Given request 1>
Using the page on join strategies in Spark, decide whether each statement agrees with it. Answer yes or no for each, quoting the deciding words.
(a) Spark uses a broadcast join by default when the smaller data set is under 10MB.
(b) In a Broadcast Hash Join, Spark copies the larger table onto every worker node.
(c) Setting spark.sql.autoBroadcastJoinThreshold to -1 keeps Spark from considering this join strategy in the current SparkSession.
┌─ Text provided
Skip to main content

Join strategies in Spark

 

Join operation in Spark is a very common operation that is performed between Dataframes. There are different types of Joins that Spark provides, as seen in a previous article. Since the data nowadays are huge, the performance join might hamper the entire pipeline’s performance. Because Joins usually trigger a large amount of data movement across Spark executors.There are at least a couple of ways by which we can optimize the join operation. But before one can think about optimizing, it would help to have a basic understanding of how Spark performs Joins. Spark has different strategies when it comes to joins. Two of the most common join strategies are: Broadcast Hash Join and Shuffle Sort Merge Join. 

Broadcast Hash Join


Before getting the hands dirty with the details of this strategy it is better to know about a feature called broadcasting that Spark provides. Broadcasting allows us to broadcast variables or objects(even dataframes) to each executor. For simplicity, we assume only two tables are involved. The tables can be considered the extremes in terms of size. When one of the tables is small enough to fit into the memory of a worker, of course with some memory left free, Spark will broadcast the smaller table to the executors. In simple words, Spark replicates our small dataframe entirely on every worker node in the cluster. Spark performs broadcast once at the beginning, and then lets each individual worker node perform the work without having to wait or communicate with any other worker node. This means that at the beginning, there will be a large communication. But after this initial communication, every executor is allowed to work on its own. When this is the case, the CPU becomes the biggest bottleneck. This join strategy is considered to be the fastest and easiest join strategy that spark offers, when shuffling is the main consideration. In this Join strategy, there is shuffling of data. One should not confuse broadcasting and shuffling. Both are different operations.


The larger table in the join, which we consider to be way larger when compared to the smaller table, is spread across the executors. Since a copy of the smaller table is present inside every executor, we need no relocation of data. Both of the tables can be easily joined. By default Spark will use broadcast join if the smaller data set is less than 10MB, this threshold is configurable using the Spark Config spark.sql.autoBroadcastJoinThreshold. When the value of the flag is set to -1, this join strategy will not be considered for any join in the current SparkSession. We have the responsibility to tune it depending on how much memory is available on each executor and in the driver. If we try to broadcast something too large, this can crash our entire job.


We can explicitly give the optimizer a hint that we would like to use a broadcast join by using the broadcast() function around the small dataframe when defining the join. The following example illustrates this, and the physical plan printed confirms that the join strategy chosen here is Broadcast Hash Join.


from pyspark.sql.functions import broadcast

df_teachers.join(broadcast(df_sections),

df_teachers.Teacher_ID == df_sections.Class_Teacher_ID, 'inner').explain()
└─
Given request 2> List every line in the entries below that contains the string "crossing". Case counts.
┌─ Available data
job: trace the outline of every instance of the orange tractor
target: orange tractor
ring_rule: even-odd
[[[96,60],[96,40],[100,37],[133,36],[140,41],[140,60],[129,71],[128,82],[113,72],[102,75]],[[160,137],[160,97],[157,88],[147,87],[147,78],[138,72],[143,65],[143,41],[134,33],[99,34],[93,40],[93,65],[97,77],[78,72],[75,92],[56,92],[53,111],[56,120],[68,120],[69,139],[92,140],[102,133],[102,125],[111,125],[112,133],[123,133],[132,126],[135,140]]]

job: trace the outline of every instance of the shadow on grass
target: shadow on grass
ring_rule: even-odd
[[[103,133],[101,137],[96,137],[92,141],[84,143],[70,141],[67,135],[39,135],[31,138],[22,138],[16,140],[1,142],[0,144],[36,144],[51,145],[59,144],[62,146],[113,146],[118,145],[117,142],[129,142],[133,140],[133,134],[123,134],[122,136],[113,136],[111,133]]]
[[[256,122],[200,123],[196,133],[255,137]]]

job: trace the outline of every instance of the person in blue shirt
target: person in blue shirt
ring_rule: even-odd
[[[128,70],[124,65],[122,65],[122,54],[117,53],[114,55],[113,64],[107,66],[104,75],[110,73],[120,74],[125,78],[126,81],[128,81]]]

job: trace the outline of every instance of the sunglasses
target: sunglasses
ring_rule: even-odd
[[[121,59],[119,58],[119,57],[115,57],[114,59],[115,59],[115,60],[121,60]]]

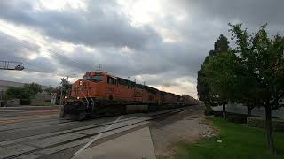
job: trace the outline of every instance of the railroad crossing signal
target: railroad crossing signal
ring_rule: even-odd
[[[25,67],[21,62],[0,61],[0,70],[17,70],[22,71]]]

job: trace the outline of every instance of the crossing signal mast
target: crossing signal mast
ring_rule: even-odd
[[[25,67],[21,62],[16,61],[0,61],[0,70],[16,70],[22,71]]]

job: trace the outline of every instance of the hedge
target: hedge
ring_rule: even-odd
[[[233,123],[247,123],[247,115],[238,114],[238,115],[228,115],[227,120]]]
[[[265,127],[265,119],[262,117],[249,117],[247,118],[247,124],[251,127]],[[272,129],[274,131],[284,132],[284,120],[272,119]]]

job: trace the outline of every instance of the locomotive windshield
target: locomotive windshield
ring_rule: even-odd
[[[99,82],[103,80],[103,76],[84,76],[84,80]]]

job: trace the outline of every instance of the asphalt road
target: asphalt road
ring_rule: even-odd
[[[147,125],[152,117],[171,111],[71,121],[59,117],[59,107],[0,110],[0,158],[70,158],[100,133],[104,139]]]

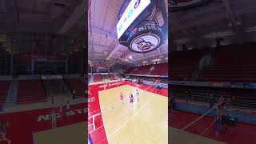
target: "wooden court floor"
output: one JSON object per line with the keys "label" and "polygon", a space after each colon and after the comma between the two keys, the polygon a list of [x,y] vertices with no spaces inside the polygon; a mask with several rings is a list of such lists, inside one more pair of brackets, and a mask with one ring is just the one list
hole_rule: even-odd
{"label": "wooden court floor", "polygon": [[127,102],[128,94],[135,95],[136,88],[122,86],[99,91],[101,110],[110,144],[167,144],[167,97],[138,89],[139,102],[122,104],[122,92]]}
{"label": "wooden court floor", "polygon": [[83,144],[87,142],[86,122],[34,133],[34,144]]}
{"label": "wooden court floor", "polygon": [[169,142],[173,144],[225,144],[214,139],[210,139],[198,134],[186,131],[180,131],[178,129],[169,127]]}

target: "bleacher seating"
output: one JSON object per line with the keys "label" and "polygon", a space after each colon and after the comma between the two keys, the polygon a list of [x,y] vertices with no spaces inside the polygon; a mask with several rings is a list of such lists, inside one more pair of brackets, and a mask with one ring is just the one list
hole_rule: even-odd
{"label": "bleacher seating", "polygon": [[[240,89],[214,89],[205,87],[190,87],[181,86],[171,86],[170,94],[180,99],[186,99],[186,91],[190,93],[189,101],[208,102],[210,94],[215,95],[214,103],[216,103],[220,96],[231,99],[231,105],[237,107],[256,108],[255,90]],[[232,99],[234,97],[234,99]]]}
{"label": "bleacher seating", "polygon": [[190,80],[194,69],[205,53],[205,49],[172,52],[169,70],[170,79]]}
{"label": "bleacher seating", "polygon": [[[150,68],[154,66],[154,70],[150,71]],[[146,65],[139,67],[131,67],[125,74],[168,74],[168,63],[160,63],[156,65]]]}
{"label": "bleacher seating", "polygon": [[151,74],[168,74],[168,63],[159,63],[154,65],[154,70]]}
{"label": "bleacher seating", "polygon": [[17,104],[30,104],[46,101],[41,80],[20,80],[17,94]]}
{"label": "bleacher seating", "polygon": [[256,82],[255,44],[222,46],[215,49],[214,63],[199,75],[201,81]]}
{"label": "bleacher seating", "polygon": [[134,70],[136,69],[136,67],[131,67],[125,71],[125,74],[133,74]]}
{"label": "bleacher seating", "polygon": [[5,103],[8,90],[10,88],[10,81],[0,81],[0,104]]}
{"label": "bleacher seating", "polygon": [[116,76],[114,74],[108,74],[108,75],[111,78],[112,81],[118,79],[118,78],[116,78]]}
{"label": "bleacher seating", "polygon": [[94,82],[102,82],[102,76],[101,74],[94,75]]}
{"label": "bleacher seating", "polygon": [[90,75],[88,75],[88,82],[90,82]]}
{"label": "bleacher seating", "polygon": [[70,90],[73,91],[75,90],[77,98],[85,97],[86,85],[83,80],[81,78],[69,78],[66,79],[66,82],[70,87]]}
└─
Written answer 1>
(a) Yes: "By default Spark will use broadcast join if the smaller data set is less than 10MB"
(b) No: "Spark replicates our small dataframe entirely on every worker node in the cluster."
(c) Yes: "When the value of the flag is set to -1, this join strategy will not be considered for any join in the current SparkSession."

Written answer 2>
job: trace the outline of every instance of the railroad crossing signal
target: railroad crossing signal
job: trace the outline of every instance of the crossing signal mast
target: crossing signal mast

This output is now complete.